__Objective__. Extract every line of the listing below that contains the string "wall" and reproduce those lines in their original order.

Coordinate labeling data

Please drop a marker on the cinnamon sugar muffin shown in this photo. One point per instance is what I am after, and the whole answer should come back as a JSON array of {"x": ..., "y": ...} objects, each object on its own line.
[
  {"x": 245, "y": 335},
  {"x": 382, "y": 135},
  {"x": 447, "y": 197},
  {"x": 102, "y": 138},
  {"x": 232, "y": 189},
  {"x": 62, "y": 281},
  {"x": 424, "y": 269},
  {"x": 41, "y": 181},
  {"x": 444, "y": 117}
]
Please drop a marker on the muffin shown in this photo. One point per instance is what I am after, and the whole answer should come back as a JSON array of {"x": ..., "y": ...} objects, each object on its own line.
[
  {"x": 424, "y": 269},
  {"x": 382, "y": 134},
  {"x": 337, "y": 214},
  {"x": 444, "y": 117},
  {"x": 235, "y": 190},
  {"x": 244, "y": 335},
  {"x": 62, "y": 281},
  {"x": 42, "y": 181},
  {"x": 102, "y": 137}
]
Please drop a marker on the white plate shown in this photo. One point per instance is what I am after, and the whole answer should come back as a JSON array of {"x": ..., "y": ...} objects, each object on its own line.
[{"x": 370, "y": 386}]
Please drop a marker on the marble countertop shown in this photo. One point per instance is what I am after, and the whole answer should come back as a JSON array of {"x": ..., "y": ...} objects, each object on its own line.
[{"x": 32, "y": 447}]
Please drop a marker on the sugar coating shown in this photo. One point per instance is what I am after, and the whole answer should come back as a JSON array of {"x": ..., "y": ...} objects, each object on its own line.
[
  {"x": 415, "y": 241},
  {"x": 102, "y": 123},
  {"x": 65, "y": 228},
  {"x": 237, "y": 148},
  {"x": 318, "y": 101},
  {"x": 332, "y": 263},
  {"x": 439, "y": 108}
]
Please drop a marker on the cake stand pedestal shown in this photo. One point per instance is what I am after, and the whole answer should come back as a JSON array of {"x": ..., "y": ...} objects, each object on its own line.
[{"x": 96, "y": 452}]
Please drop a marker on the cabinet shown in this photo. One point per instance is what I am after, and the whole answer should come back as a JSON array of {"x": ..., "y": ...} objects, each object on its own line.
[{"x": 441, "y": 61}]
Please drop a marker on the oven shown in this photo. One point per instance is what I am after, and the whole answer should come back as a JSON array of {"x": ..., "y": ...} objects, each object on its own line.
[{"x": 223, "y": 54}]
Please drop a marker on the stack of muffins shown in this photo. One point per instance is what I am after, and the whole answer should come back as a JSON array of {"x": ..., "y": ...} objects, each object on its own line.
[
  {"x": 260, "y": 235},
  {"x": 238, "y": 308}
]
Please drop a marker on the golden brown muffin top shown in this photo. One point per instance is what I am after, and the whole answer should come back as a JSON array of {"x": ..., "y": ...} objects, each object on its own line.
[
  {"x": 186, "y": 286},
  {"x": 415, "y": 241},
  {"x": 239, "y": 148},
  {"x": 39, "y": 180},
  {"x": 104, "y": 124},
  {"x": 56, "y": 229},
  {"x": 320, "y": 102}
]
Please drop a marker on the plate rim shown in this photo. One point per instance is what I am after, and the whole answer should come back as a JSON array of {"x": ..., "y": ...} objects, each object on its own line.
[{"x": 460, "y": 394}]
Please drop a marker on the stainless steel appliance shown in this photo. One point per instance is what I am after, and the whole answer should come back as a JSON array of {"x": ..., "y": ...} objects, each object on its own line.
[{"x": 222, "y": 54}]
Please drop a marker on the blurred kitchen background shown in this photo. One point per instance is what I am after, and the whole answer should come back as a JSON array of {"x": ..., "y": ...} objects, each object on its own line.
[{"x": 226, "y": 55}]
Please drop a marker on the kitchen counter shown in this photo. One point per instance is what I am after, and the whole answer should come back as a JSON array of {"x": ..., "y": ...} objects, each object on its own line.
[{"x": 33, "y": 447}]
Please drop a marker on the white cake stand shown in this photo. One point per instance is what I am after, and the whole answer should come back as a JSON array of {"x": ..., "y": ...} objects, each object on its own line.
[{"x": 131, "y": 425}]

--

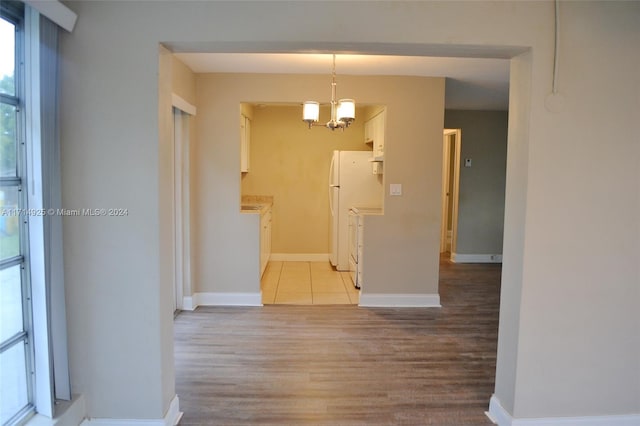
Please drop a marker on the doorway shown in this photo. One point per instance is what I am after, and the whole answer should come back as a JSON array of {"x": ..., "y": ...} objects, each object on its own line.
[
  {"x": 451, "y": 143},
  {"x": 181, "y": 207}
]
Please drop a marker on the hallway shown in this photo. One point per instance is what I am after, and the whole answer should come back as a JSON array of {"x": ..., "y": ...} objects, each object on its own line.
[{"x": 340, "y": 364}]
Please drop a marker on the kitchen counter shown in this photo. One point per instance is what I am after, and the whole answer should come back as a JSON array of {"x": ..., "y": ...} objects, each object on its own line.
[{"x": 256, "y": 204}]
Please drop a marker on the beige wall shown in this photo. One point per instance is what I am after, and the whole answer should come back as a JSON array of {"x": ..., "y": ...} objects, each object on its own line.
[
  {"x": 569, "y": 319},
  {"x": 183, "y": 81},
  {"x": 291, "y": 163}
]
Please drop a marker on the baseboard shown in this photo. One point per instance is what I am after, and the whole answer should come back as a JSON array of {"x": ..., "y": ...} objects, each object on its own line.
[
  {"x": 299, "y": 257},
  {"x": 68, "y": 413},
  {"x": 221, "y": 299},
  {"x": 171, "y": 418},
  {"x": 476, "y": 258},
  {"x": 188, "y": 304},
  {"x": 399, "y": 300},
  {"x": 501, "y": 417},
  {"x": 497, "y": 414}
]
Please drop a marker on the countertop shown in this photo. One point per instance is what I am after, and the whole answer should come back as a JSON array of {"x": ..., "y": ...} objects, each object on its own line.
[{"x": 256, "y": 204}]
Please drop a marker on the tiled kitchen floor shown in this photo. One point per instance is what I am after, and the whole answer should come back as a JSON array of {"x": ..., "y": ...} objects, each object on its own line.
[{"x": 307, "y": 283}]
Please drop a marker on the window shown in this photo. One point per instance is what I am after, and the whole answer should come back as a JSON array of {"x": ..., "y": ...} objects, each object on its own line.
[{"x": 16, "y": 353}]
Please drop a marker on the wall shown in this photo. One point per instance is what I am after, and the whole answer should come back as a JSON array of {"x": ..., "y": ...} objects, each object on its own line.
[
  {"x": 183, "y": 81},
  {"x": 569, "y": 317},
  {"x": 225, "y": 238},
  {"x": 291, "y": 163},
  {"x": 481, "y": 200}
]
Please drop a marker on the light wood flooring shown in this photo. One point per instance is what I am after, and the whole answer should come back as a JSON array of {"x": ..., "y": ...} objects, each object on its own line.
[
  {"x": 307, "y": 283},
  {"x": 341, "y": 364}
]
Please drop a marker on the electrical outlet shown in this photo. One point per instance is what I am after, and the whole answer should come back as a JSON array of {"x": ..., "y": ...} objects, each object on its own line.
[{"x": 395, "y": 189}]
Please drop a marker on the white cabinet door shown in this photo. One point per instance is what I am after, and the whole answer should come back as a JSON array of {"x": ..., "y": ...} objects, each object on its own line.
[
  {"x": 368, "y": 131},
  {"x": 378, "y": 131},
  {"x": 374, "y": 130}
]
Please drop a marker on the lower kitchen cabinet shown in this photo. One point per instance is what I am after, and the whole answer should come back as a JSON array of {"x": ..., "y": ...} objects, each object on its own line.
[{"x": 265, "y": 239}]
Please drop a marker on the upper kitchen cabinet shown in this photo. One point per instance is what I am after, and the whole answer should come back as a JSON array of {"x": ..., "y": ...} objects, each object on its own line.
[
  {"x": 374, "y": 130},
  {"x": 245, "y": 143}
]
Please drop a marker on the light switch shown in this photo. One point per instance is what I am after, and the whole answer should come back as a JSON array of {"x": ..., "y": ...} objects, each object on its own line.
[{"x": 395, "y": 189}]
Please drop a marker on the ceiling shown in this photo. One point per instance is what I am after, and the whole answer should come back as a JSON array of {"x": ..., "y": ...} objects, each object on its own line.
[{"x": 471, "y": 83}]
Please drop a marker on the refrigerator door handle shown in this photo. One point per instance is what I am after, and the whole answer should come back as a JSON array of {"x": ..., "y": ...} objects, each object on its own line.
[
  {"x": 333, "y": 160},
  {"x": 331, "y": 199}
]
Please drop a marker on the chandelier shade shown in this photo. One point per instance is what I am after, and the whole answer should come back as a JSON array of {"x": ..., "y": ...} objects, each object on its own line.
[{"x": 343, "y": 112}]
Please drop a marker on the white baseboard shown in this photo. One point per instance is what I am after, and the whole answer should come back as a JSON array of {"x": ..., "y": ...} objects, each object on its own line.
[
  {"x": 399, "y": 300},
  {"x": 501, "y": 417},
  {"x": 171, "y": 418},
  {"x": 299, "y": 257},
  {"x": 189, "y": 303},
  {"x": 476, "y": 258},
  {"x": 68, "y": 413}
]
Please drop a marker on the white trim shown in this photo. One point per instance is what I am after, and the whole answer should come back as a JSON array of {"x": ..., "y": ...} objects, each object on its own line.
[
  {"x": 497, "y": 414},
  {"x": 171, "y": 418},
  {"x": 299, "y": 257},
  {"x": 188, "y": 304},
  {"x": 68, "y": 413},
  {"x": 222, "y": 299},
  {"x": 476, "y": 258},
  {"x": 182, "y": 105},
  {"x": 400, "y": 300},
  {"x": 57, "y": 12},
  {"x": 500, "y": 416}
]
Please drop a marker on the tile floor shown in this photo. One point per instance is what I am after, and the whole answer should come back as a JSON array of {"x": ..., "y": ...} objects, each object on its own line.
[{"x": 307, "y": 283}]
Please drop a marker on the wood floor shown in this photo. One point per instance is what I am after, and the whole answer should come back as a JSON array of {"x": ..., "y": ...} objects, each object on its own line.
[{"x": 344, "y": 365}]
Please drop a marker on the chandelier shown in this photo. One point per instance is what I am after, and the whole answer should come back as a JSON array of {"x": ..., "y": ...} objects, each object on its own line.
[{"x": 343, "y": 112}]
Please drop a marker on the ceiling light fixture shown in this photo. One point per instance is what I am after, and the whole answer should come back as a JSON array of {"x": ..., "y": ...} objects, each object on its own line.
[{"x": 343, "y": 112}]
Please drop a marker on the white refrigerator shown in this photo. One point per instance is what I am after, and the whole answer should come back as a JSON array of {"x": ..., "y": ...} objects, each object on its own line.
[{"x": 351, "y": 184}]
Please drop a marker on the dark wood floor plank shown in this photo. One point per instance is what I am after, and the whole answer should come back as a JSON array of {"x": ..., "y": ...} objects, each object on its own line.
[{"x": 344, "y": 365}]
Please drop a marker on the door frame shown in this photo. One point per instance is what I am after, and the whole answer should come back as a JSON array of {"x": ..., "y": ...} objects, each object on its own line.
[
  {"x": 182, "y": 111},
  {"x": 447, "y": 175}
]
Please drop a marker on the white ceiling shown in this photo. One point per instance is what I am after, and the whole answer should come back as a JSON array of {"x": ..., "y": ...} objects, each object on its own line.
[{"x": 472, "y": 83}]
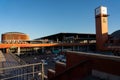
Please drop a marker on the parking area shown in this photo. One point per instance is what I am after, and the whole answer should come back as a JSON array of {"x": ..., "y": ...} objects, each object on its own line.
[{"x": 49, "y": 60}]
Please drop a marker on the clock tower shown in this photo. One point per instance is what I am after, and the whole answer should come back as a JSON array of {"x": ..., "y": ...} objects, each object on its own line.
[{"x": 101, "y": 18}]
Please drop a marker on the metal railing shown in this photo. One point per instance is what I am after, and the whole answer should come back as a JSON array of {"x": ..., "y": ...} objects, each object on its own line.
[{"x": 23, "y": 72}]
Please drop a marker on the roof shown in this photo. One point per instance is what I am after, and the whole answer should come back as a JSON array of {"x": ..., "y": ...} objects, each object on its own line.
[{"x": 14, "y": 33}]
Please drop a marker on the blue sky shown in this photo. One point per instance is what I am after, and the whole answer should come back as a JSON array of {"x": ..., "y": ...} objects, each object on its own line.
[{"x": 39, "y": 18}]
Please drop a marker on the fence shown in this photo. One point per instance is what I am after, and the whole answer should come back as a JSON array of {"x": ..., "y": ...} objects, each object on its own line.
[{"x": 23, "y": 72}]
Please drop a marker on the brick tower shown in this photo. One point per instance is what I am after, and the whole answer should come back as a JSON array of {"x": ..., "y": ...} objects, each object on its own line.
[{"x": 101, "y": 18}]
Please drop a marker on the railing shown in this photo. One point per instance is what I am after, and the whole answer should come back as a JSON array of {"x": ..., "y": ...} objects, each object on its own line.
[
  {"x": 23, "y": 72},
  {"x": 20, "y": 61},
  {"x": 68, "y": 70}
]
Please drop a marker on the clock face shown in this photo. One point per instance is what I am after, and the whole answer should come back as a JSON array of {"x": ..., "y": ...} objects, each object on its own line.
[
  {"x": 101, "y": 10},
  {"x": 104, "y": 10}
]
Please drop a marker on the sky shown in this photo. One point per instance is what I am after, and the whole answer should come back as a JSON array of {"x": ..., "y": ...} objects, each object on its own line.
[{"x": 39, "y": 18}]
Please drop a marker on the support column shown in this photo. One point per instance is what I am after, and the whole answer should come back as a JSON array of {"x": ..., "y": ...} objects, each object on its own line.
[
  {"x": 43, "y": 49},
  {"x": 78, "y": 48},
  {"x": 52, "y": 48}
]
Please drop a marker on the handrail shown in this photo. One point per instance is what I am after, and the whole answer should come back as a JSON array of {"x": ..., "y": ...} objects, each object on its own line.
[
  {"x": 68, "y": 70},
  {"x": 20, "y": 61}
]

__Full answer__.
Please drop a marker on the beige wall shown in this photo. One point per instance is what I am after, and the whole answer should come back as a JSON array of {"x": ..., "y": ...} objects, each object on its own line.
Please drop a marker on the wall shown in this photo. One point per instance is what I am after, and the whole answer should come back as a JSON array of {"x": ..., "y": ...} objects, each object on its own line.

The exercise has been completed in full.